(Data items)
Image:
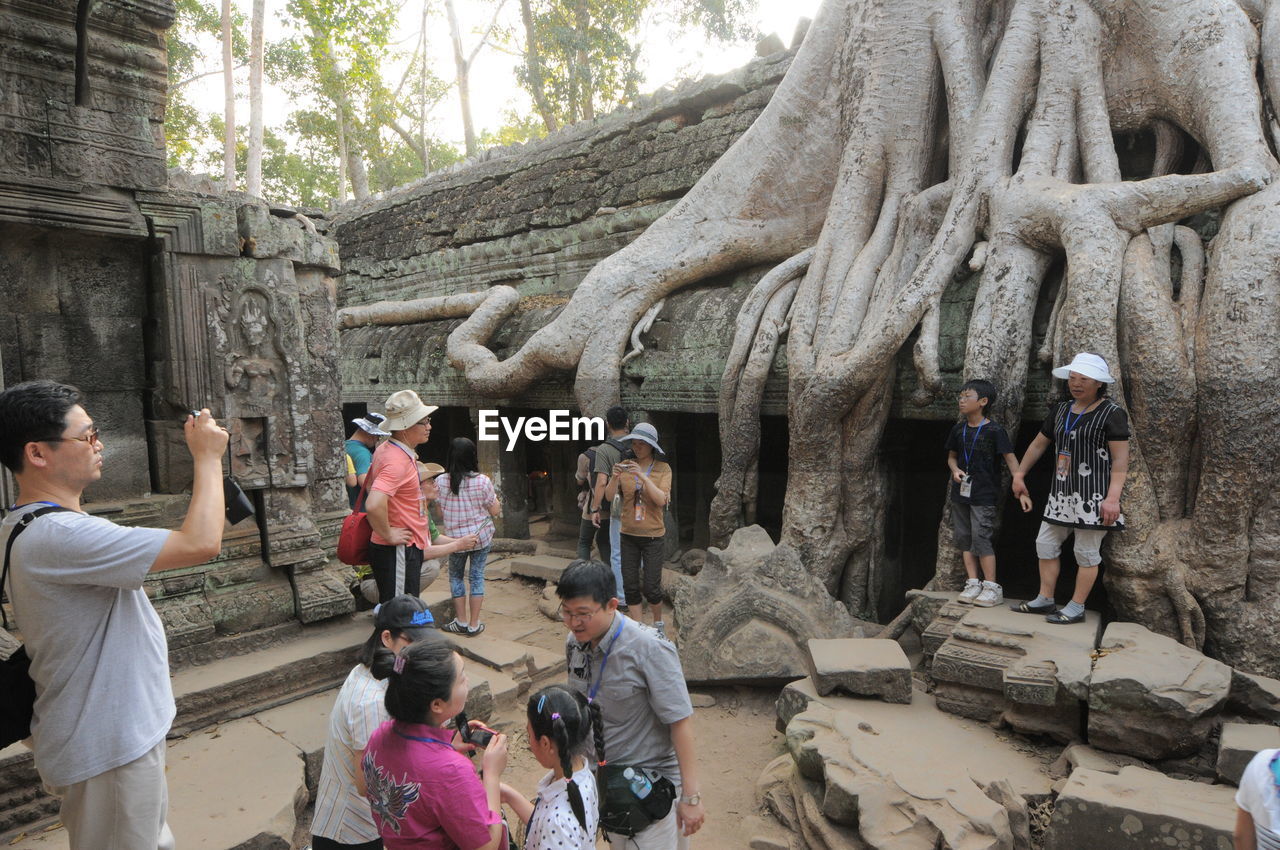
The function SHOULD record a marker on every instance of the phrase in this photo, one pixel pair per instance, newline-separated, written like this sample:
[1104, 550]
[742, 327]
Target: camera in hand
[472, 735]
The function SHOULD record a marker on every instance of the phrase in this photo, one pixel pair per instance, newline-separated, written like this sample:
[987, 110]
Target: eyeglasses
[568, 616]
[87, 437]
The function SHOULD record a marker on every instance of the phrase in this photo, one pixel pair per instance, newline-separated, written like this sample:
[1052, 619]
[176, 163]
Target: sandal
[1028, 608]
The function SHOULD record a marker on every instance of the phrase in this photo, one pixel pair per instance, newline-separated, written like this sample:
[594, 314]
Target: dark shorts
[973, 528]
[396, 570]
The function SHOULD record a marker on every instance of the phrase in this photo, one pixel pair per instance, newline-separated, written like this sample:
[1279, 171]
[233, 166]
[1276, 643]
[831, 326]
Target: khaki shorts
[1088, 543]
[973, 526]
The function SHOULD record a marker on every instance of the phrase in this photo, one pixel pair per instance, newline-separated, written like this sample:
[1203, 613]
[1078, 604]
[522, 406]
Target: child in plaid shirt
[469, 503]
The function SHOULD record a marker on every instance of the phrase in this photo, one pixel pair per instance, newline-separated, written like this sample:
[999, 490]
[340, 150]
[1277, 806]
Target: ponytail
[419, 673]
[566, 717]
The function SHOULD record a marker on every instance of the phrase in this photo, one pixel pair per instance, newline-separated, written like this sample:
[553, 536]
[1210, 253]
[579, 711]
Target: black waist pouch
[621, 810]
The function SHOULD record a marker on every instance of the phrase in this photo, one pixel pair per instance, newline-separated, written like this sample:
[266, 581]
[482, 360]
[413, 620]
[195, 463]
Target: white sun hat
[1088, 365]
[644, 432]
[405, 410]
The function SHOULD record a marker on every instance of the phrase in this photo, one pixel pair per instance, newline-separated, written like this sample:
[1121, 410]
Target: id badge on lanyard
[1064, 455]
[967, 481]
[1064, 462]
[639, 513]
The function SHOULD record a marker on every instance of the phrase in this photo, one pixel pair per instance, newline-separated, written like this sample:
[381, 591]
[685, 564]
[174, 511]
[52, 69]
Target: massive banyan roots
[914, 141]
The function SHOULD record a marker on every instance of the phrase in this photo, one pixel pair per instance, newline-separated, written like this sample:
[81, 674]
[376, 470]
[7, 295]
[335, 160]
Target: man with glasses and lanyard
[636, 680]
[97, 648]
[394, 503]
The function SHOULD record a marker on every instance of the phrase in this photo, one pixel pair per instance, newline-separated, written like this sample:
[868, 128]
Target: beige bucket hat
[405, 410]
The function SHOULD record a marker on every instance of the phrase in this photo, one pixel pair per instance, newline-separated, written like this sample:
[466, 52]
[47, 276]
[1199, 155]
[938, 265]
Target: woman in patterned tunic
[1089, 435]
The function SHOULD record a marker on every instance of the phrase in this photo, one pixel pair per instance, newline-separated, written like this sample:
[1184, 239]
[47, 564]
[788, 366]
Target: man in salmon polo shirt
[394, 503]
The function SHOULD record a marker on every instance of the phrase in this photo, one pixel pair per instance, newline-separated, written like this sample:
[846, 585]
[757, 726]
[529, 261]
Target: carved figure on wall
[256, 373]
[256, 376]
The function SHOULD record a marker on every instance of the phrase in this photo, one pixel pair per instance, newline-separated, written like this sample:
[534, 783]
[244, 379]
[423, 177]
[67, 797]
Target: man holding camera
[607, 455]
[99, 654]
[394, 505]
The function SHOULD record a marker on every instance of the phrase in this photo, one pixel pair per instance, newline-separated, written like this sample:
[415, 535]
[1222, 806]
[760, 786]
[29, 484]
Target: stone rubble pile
[959, 754]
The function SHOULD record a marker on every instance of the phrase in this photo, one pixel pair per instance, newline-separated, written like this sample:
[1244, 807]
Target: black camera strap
[19, 526]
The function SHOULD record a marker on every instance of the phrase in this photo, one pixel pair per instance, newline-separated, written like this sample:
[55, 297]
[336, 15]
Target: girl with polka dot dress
[565, 813]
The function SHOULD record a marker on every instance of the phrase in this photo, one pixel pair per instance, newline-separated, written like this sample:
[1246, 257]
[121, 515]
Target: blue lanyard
[595, 688]
[424, 740]
[53, 505]
[639, 480]
[964, 442]
[1069, 424]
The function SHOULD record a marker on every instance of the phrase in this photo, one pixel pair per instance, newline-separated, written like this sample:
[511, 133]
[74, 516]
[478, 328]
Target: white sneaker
[992, 594]
[972, 588]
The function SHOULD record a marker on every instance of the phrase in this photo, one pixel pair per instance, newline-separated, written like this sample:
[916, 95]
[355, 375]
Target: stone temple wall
[154, 300]
[539, 216]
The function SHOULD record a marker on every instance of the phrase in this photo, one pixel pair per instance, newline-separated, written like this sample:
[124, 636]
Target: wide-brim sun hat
[369, 426]
[1088, 365]
[405, 410]
[644, 432]
[407, 615]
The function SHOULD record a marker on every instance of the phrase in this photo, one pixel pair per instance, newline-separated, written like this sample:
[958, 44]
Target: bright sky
[493, 87]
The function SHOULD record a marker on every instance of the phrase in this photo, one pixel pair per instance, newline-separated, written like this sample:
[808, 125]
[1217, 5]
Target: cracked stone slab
[1152, 697]
[993, 663]
[1255, 697]
[1139, 808]
[862, 666]
[750, 611]
[910, 777]
[539, 566]
[1239, 744]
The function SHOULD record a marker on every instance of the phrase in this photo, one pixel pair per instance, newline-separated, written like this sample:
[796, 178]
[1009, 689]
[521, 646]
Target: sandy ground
[736, 736]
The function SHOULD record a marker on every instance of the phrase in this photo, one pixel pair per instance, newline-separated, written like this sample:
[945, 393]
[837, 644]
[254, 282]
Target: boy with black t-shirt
[972, 448]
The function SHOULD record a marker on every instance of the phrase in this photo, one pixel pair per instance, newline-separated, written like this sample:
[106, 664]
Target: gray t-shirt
[606, 456]
[641, 694]
[97, 647]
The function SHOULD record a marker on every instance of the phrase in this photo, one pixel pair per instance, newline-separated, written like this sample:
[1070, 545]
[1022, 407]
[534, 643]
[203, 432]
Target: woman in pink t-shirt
[424, 791]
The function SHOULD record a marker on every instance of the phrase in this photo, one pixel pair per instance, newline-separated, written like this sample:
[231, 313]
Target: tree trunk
[254, 160]
[228, 101]
[910, 136]
[534, 68]
[464, 78]
[421, 83]
[342, 160]
[581, 60]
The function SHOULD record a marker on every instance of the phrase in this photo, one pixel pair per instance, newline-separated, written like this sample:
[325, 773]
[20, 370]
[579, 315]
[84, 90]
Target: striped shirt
[1082, 462]
[1260, 796]
[466, 511]
[342, 813]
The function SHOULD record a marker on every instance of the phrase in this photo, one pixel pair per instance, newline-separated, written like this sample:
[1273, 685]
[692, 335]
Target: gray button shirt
[641, 693]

_EXERCISE:_
Rewrite all of the lines above, changing "pixel pair" to "coordinate pair" wherever it occurs and keeping everything else unchanged. Omit the pictures from your answer.

_SOLUTION BELOW:_
Image:
The function SHOULD record a marker on every instance of the phrase in this photo, one coordinate pair per instance, newline-separated, written like this sample:
[1104, 550]
[742, 327]
Target: camera in hand
[472, 735]
The function SHOULD record a marker on every instance of the phrase in this photo, one coordinate pair per instance, newline-separated, written like this sample:
[987, 110]
Target: eyeglasses
[568, 616]
[87, 437]
The function SHOULD record a marker on every instance of the phrase in this photo, one coordinate pair per instance, newline-separated, written like this sample:
[1052, 619]
[176, 163]
Target: sandal
[1028, 608]
The function SHOULD record a marker on every instance of the phrase in this photo, one coordinate pair per instance, newline-separated, written like this sample:
[594, 314]
Target: dark shorts
[973, 528]
[396, 570]
The function SHOULD record a marker on every instance of the phrase in this photo, one coordinate pair per instance, newline-separated, written like this sample:
[1279, 171]
[233, 166]
[1276, 643]
[831, 326]
Target: khaki shorts
[1088, 543]
[973, 526]
The function SHOULD record a marker on every instance of the phrase in this photo, one coordinate pair per instance, newline-separated, written like this sample:
[1203, 613]
[1078, 604]
[522, 406]
Target: child in plaid shirt
[469, 503]
The function SHOULD record a marker on every instance of the phrase in this photo, one coordinate pair per instance, newline-separated, written like this sample:
[999, 490]
[340, 150]
[1277, 806]
Target: ponytail
[419, 673]
[566, 717]
The function SHOULD record a marker on every instance of the phrase in this photo, one coordinate pair per instance, newline-separated, written like this sample:
[553, 536]
[1210, 253]
[579, 711]
Target: black waist pouch
[621, 810]
The function SHOULD record a marker on every instance of the phrase in this photo, one coordinate pair per instance, newline-separated, written like this sample:
[266, 581]
[482, 360]
[413, 620]
[195, 463]
Target: white sun hat
[1088, 365]
[644, 432]
[405, 410]
The function SHOULD record a marker on every instance of the phrase in this photo, one coordinate pair per instance, newline-separated, written like this sample:
[1121, 410]
Target: id badge on lanyard
[1064, 455]
[967, 481]
[1064, 462]
[639, 513]
The function SHOULD record a marker on every instance of the phrase in this photo, one coordinate pair per instance, newline-separated, written like this sample:
[381, 591]
[685, 564]
[174, 511]
[52, 69]
Target: massive banyan roots
[914, 141]
The function SHOULD record a marker on every instance of the phrase in this photo, one coordinate pair per instance, newline-separated, written like this sample:
[81, 674]
[376, 470]
[7, 295]
[335, 160]
Target: man with glasses and lanyard
[636, 680]
[97, 648]
[394, 503]
The function SHOULD record a marker on every instance of the phrase in this photo, one coordinate pair per instance, newline-separated, written like this sample:
[868, 128]
Target: beige bucket hat
[405, 410]
The function SHOULD record a marker on every instance of the phrase in this photo, one coordinate pair per instance, newline-separated, written like this sample:
[466, 52]
[47, 276]
[1199, 155]
[938, 265]
Target: woman in patterned tunic
[1089, 435]
The function SHOULD record a marker on every instance of the phrase in this photo, one coordinate pair per instance, newline-separated, written like this sample:
[1184, 239]
[47, 564]
[788, 366]
Target: man in salmon polo shirt
[394, 503]
The function SHOULD record a marker on every instance of the phrase in this photo, one coordinate pair per instance, newline-separated, written like this sample:
[846, 585]
[757, 726]
[529, 261]
Target: carved figure on wall
[256, 373]
[256, 376]
The function SHOULD record a marker on every instance of the phrase in this photo, one coordinate pair per instance, newline-separated, written like this sample:
[534, 783]
[244, 379]
[423, 177]
[67, 797]
Target: man holding camera
[607, 455]
[99, 654]
[394, 505]
The function SHOULD record a marker on every instance of the phrase in this photo, one coordinate pair per instance, newline-separated, written like this sample:
[415, 535]
[1222, 806]
[760, 786]
[29, 484]
Target: stone rubble pile
[959, 754]
The function SHOULD record a marker on every instance of the phrase in this photo, one coordinate pair per instance, newline-separated, written like this sample:
[1244, 807]
Target: black camera strap
[19, 526]
The function SHOULD record a marker on every instance of the phrase in this photo, one coordinate pair per instance, newline-separated, written like this sample:
[55, 297]
[336, 15]
Target: girl with polka dot dress
[565, 813]
The function SHOULD record a marker on every instance of the phrase in this photo, one coordinate pair per instance, newline-separated, written like this sample:
[1246, 257]
[121, 515]
Target: blue lanyard
[595, 688]
[424, 740]
[53, 505]
[639, 480]
[964, 442]
[1069, 424]
The function SHOULD record a marker on every instance of the phrase in this photo, one coordinate pair per instance, newline-separated, written like this sample:
[511, 133]
[74, 516]
[478, 328]
Target: white sneaker
[992, 594]
[972, 588]
The function SHOULD record a marker on every instance of the phrase in this photo, one coordinate pair per instance, newline-separated, written like this sample:
[916, 95]
[355, 375]
Target: stone temple wall
[154, 300]
[539, 216]
The function SHOULD record a marker on every instance of the phrase in this photo, one coordinate pair per instance, newline-separated, written like this sample:
[124, 636]
Target: wide-brim sun hat
[369, 426]
[1088, 365]
[405, 410]
[644, 432]
[407, 615]
The function SHOULD record a marker on every instance of the phrase in this photo, one coordinate pair per instance, newline-separated, written like this sample:
[958, 44]
Target: bright sky
[493, 87]
The function SHOULD record a marker on every instance of the phrase in this photo, one coordinate pair per instance, newline-separated, written like this sample:
[808, 125]
[1217, 5]
Target: cracked stone slab
[1152, 697]
[993, 663]
[1255, 697]
[1139, 808]
[862, 666]
[750, 611]
[910, 777]
[539, 566]
[1239, 744]
The function SHOULD record a marker on every instance of the phrase in this photo, one coordinate pair per instance, newline-separated, written like this sample:
[796, 178]
[1009, 689]
[521, 646]
Target: sandy ground
[736, 736]
The function SHOULD record a marker on every instance of the phrase in this photo, one coordinate pair per instance, newline-separated, written like this sample:
[945, 393]
[837, 644]
[254, 282]
Target: boy with black t-shirt
[972, 448]
The function SHOULD record a marker on every instance of the phrase in this photo, one coordinate pair per instance, newline-separated, written like this sample:
[106, 664]
Target: gray t-shirt
[606, 456]
[641, 694]
[97, 647]
The function SHOULD record a marker on every instance of the phrase in this photo, one coordinate pair per instance, newline-separated, written like this sample:
[1070, 545]
[1022, 407]
[534, 643]
[203, 432]
Target: woman in pink t-shirt
[424, 791]
The function SHOULD record a marker on every instance of the phrase in this photo, one coordinate pair per instance, newline-separated, written like this sample:
[231, 313]
Target: tree trunk
[254, 160]
[228, 101]
[910, 136]
[534, 68]
[464, 78]
[421, 83]
[342, 160]
[581, 60]
The function SHOULD record a marker on every instance of the phrase in this photo, one coordinate pair per instance, newline-separated, written like this sample:
[325, 773]
[20, 370]
[579, 315]
[84, 90]
Target: striped shirt
[1082, 462]
[1260, 796]
[466, 511]
[342, 813]
The function SHOULD record a marker on every instance of the phrase in this photo, one coordinate pair per instance, newline-separated, written like this sample:
[1273, 685]
[692, 335]
Target: gray button shirt
[641, 693]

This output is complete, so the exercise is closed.